Consigne: Résumez en deux phrases l'extrait de débat ci-dessous consacré au déficit du chemin de fer.

Extrait du texte:
M. Dumortier. - Il faudrait le démontrer.
M. Dechamps. - Il nous faudrait pour cela discuter pendant trois jours : c'est un ajournement; ce n'est pas une fin de non-recevoir, croyez-le bien !
L'honorable M. Dumortier se plaint de ce que le bilan du chemin de fer aboutit à un déficit assez considérable. Je n'examine pas le chiffre présumé de ce déficit.
Quel est donc le moyen de combler ce déficit? Il en existe deux : réduire les dépenses et augmenter les recettes. Il faut tendre sans cesse à réduire les dépenses d'exploitation. Nous sommes tous d'accord sur ce point. Mais enfin vous ne pouvez pas espérer de diminuer ces frais d'exploitation au-dessous de 40 p. c. des recettes ; l'expérience des autres chemins de fer le prouve. Ces réductions dans les dépenses ne pourront donc pas combler le déficit dont parle M. Dumortier. Il faut un autre remède encore, il faut élever les recettes, et pour élever les recettes, je ne connais pas de meilleur moyen que d'accroître l'activité des transports.

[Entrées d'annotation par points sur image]

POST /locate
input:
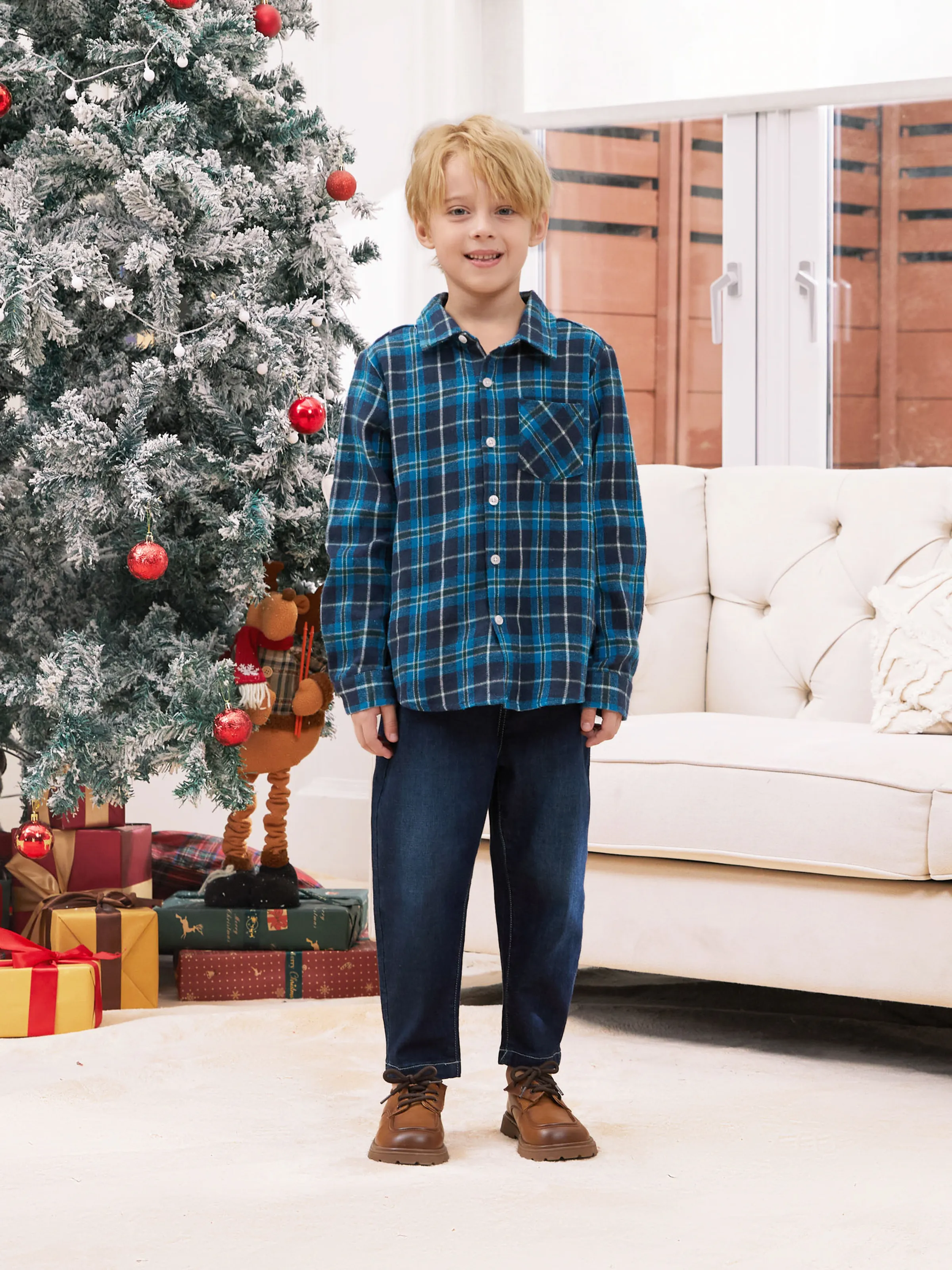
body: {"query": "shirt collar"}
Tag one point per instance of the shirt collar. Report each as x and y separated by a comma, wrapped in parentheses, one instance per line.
(537, 327)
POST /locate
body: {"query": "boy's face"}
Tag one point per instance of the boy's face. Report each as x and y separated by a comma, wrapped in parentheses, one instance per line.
(480, 241)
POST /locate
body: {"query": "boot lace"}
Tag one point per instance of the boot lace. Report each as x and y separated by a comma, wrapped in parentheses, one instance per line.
(413, 1089)
(539, 1081)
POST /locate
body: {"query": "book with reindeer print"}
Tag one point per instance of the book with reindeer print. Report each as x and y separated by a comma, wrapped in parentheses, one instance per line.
(324, 921)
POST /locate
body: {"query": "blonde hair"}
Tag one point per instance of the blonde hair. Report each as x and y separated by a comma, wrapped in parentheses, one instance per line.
(511, 167)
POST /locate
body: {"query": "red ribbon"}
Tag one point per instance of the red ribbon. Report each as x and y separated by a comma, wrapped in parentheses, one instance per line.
(45, 982)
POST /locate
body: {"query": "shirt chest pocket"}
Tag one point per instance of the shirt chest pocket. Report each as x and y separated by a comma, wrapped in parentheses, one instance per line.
(551, 440)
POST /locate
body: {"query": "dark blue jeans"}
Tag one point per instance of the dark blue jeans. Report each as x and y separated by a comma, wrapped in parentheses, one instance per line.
(530, 769)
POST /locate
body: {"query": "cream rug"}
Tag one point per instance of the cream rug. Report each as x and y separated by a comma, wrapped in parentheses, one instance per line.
(738, 1128)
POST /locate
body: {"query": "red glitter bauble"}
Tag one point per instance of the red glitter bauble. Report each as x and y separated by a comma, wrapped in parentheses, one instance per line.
(233, 727)
(148, 560)
(341, 185)
(33, 840)
(308, 414)
(267, 19)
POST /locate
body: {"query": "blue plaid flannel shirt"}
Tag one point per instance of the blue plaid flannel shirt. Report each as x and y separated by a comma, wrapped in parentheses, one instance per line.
(487, 540)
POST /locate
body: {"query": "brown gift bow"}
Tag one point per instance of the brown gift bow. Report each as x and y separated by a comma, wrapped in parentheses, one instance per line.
(109, 906)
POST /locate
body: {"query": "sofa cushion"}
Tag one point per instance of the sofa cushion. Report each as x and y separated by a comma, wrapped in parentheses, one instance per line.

Réponse: À M. Dumortier, qui réclame une démonstration et se plaint du déficit considérable du bilan du chemin de fer, M. Dechamps répond qu'une telle démonstration exigerait trois jours de discussion. Il soutient que la réduction des dépenses d'exploitation, qui ne peut descendre au-dessous de 40 p. c. des recettes, ne suffira pas à combler ce déficit et qu'il faut aussi élever les recettes en accroissant l'activité des transports.